Set problem
Please rewrite the entries below, from the line containing "Mark each instance of the blurred" through the last line of the entries, changing "foliage" to "leaves" and keeping everything else the same.

##########

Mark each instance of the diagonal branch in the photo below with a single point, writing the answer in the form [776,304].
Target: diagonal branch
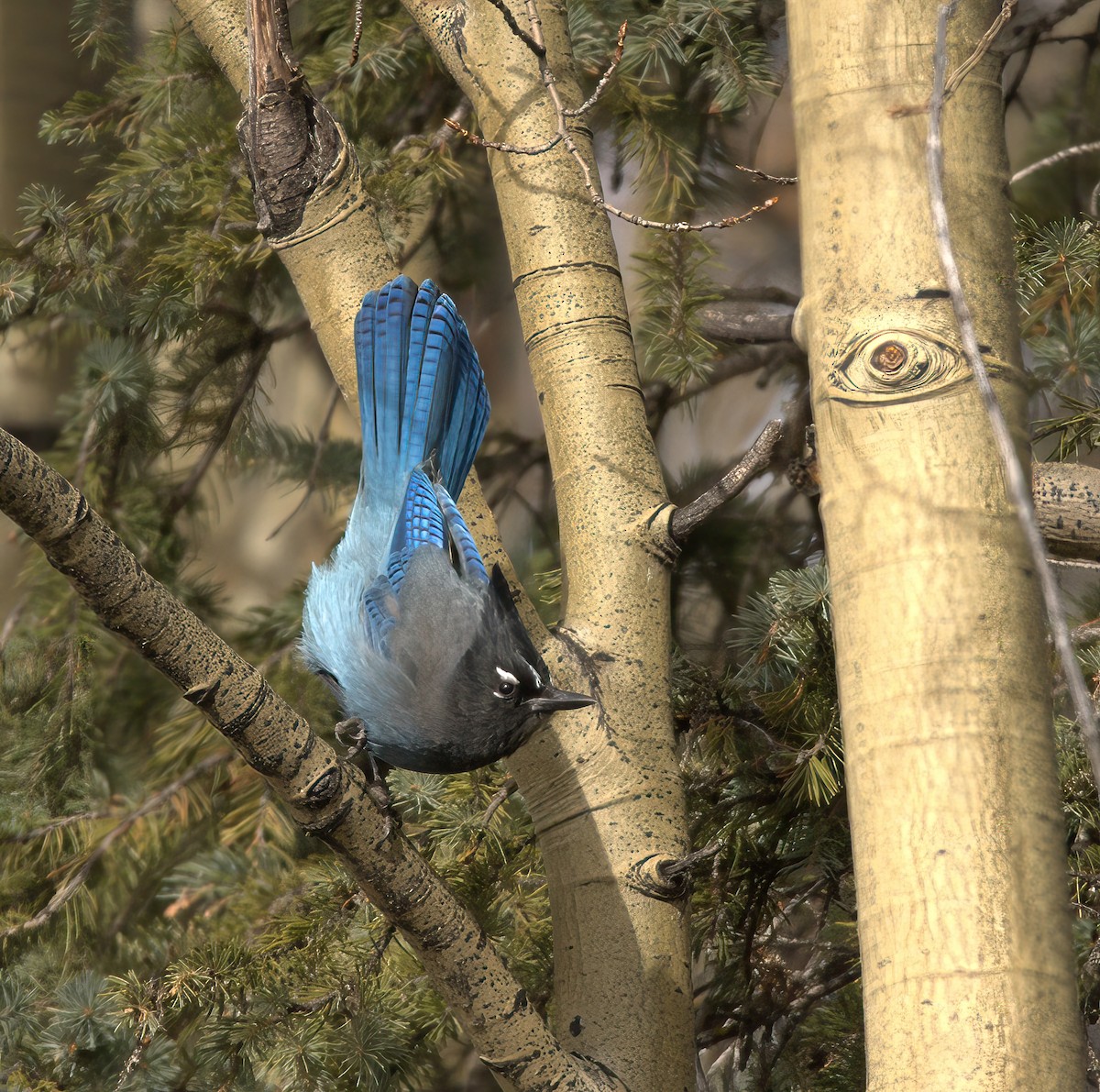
[1016,480]
[327,796]
[687,519]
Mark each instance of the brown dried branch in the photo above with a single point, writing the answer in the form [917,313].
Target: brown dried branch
[591,100]
[776,180]
[537,45]
[353,60]
[290,140]
[500,146]
[687,519]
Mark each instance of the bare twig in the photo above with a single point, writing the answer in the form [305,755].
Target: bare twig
[1057,158]
[688,861]
[501,794]
[536,43]
[358,34]
[591,100]
[533,42]
[1016,479]
[686,520]
[77,878]
[501,146]
[776,180]
[980,50]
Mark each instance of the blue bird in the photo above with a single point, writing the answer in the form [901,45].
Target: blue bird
[419,643]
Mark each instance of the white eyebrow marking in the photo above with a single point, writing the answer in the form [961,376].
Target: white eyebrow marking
[505,678]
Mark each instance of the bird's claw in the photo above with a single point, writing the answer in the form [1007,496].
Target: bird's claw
[352,734]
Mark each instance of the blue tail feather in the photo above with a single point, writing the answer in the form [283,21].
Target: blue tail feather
[422,390]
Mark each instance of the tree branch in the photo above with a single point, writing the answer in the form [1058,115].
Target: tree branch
[687,519]
[327,796]
[1016,481]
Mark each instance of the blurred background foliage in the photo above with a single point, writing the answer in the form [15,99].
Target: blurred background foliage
[162,923]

##########

Reply
Mark each instance of the blurred background leaves in the photo above with a single point, writing the answer in the form [15,99].
Target: blurred background leaves
[162,923]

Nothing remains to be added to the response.